In the material below, find the line containing "Target = metal pole" and the line containing "Target = dark blue scooter", then reproduce exactly both of them and every line between, and nothing else.

<<<<

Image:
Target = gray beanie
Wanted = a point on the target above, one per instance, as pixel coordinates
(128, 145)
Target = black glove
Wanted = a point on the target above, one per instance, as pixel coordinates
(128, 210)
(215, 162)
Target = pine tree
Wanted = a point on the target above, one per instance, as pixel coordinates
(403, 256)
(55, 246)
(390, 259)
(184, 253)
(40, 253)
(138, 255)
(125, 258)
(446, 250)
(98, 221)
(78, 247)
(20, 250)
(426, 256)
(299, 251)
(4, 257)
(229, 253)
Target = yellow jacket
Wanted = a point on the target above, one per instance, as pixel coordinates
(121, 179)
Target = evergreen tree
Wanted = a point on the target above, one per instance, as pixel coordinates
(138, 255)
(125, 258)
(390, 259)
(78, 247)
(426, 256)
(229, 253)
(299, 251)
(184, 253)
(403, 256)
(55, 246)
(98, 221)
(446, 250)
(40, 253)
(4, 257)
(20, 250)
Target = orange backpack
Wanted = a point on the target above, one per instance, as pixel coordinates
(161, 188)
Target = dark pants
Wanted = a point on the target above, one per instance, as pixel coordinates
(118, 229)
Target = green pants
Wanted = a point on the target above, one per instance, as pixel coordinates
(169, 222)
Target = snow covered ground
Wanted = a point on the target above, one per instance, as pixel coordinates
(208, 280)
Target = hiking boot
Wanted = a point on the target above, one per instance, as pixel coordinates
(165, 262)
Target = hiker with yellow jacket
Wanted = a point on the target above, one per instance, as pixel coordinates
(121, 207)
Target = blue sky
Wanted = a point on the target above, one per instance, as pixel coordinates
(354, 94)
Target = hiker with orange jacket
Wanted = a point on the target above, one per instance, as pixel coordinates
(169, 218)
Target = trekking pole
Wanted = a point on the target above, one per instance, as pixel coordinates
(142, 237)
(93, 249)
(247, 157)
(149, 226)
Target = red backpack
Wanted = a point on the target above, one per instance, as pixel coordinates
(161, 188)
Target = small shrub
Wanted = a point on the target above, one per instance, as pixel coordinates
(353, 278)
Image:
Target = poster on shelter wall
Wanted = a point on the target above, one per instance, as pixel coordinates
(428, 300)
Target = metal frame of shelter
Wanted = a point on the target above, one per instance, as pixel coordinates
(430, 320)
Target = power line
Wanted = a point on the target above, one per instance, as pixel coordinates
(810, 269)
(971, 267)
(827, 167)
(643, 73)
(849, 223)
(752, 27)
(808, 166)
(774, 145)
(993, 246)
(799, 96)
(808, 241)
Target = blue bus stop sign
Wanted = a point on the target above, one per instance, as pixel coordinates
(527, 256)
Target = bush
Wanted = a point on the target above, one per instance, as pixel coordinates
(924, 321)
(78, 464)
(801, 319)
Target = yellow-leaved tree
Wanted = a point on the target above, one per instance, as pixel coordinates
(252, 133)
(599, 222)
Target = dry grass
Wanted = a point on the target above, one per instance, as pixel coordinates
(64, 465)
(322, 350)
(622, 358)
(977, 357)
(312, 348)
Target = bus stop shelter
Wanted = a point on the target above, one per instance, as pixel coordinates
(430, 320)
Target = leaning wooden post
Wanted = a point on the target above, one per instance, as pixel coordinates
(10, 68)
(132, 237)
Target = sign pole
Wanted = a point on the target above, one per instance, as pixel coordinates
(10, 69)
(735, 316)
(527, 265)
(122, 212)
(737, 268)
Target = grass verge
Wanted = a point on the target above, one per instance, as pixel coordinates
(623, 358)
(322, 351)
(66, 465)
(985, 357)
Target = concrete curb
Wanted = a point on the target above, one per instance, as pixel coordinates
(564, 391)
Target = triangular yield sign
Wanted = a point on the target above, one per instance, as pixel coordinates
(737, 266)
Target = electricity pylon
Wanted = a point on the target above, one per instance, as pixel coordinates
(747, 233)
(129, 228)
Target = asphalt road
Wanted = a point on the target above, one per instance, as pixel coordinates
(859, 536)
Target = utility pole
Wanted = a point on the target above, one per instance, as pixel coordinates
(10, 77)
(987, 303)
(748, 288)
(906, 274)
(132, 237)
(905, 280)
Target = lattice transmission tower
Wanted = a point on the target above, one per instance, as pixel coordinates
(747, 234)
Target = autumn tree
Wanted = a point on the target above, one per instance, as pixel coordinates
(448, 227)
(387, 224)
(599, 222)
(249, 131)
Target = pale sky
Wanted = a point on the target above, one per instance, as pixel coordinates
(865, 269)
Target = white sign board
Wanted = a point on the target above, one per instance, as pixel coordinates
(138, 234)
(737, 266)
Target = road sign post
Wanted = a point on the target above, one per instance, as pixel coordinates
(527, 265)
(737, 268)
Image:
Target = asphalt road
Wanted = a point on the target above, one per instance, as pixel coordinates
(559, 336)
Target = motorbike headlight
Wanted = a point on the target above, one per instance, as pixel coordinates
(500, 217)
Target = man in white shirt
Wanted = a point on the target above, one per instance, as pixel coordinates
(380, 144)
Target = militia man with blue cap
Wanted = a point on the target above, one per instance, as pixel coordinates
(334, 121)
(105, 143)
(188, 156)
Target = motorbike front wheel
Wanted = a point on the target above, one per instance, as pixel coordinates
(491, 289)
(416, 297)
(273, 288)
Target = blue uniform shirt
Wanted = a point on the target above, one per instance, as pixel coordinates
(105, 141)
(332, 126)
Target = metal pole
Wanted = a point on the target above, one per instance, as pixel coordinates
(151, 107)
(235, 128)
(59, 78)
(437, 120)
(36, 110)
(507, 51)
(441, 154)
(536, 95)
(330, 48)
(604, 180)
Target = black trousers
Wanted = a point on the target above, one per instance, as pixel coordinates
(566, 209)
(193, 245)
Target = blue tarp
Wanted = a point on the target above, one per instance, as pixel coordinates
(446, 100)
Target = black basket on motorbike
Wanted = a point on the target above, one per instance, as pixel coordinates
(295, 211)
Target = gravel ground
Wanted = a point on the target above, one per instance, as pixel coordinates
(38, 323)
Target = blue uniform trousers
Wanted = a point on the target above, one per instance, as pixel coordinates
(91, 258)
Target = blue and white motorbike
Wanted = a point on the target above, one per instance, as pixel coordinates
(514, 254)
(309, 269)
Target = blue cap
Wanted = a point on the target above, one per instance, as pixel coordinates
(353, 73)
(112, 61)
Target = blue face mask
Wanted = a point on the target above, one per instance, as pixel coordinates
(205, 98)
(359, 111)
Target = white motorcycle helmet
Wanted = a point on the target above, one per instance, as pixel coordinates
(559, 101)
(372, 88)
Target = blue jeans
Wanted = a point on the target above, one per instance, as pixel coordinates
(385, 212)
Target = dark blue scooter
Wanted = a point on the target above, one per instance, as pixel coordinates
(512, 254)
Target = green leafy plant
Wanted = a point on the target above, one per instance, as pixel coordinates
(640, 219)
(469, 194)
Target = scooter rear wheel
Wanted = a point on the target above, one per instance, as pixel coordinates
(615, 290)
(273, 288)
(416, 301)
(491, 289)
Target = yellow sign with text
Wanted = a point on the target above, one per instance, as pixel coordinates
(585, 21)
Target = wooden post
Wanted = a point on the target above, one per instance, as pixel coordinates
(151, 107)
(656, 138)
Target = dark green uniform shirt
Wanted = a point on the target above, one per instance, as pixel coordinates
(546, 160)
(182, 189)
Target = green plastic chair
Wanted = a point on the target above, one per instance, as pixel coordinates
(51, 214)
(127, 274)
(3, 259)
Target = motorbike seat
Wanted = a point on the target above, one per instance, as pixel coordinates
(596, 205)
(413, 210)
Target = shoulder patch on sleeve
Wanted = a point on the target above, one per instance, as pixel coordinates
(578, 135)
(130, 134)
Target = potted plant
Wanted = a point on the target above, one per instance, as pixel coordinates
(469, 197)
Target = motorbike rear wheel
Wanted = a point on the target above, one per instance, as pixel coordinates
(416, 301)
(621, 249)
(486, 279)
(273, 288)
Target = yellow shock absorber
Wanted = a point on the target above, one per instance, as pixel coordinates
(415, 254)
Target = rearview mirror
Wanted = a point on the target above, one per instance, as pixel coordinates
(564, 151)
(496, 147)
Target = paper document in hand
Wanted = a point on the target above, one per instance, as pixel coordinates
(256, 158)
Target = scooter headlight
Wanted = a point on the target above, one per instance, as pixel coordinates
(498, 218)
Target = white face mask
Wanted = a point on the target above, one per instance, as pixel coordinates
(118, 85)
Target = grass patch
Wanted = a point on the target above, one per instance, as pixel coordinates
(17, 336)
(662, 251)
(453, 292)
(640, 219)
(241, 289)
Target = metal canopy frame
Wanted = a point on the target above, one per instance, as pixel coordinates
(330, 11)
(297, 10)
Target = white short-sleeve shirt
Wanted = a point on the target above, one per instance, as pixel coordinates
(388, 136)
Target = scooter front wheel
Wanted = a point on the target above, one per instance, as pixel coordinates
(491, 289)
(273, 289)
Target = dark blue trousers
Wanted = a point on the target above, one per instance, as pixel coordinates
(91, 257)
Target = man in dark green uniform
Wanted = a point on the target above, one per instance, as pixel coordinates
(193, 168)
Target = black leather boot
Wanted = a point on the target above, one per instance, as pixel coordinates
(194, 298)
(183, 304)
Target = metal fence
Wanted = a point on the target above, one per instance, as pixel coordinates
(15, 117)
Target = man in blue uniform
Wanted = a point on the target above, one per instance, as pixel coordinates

>>>>

• _Answer to this exercise_
Target = metal pole
Wanted = a point on the target above, one per instance, as pixel coordinates
(151, 107)
(235, 128)
(59, 78)
(437, 120)
(36, 110)
(507, 51)
(441, 154)
(536, 95)
(330, 48)
(604, 180)
Target = black trousers
Wanted = a point on the target above, one per instance, as pixel coordinates
(566, 209)
(193, 245)
Target = blue tarp
Wanted = a point on the target above, one per instance, as pixel coordinates
(446, 100)
Target = black basket on motorbike
Wanted = a point on the target above, one per instance, as pixel coordinates
(295, 211)
Target = gravel ground
Wanted = a point on the target above, one per instance, as pixel coordinates
(38, 323)
Target = blue uniform trousers
Wanted = a point on the target above, one per instance, as pixel coordinates
(91, 258)
Target = blue and white motorbike
Wanted = a point on the target above, one per instance, as pixel coordinates
(514, 254)
(309, 269)
Target = blue cap
Wanted = a point on the target above, one per instance, as pixel coordinates
(353, 73)
(112, 61)
Target = blue face mask
Wanted = a point on the target above, one per instance, as pixel coordinates
(205, 98)
(359, 111)
Target = white motorcycle helmet
Wanted = a point on the target above, one per instance, as pixel coordinates
(559, 101)
(372, 88)
Target = blue jeans
Wanted = a point on the target above, one per instance, as pixel coordinates
(385, 212)
Target = dark blue scooter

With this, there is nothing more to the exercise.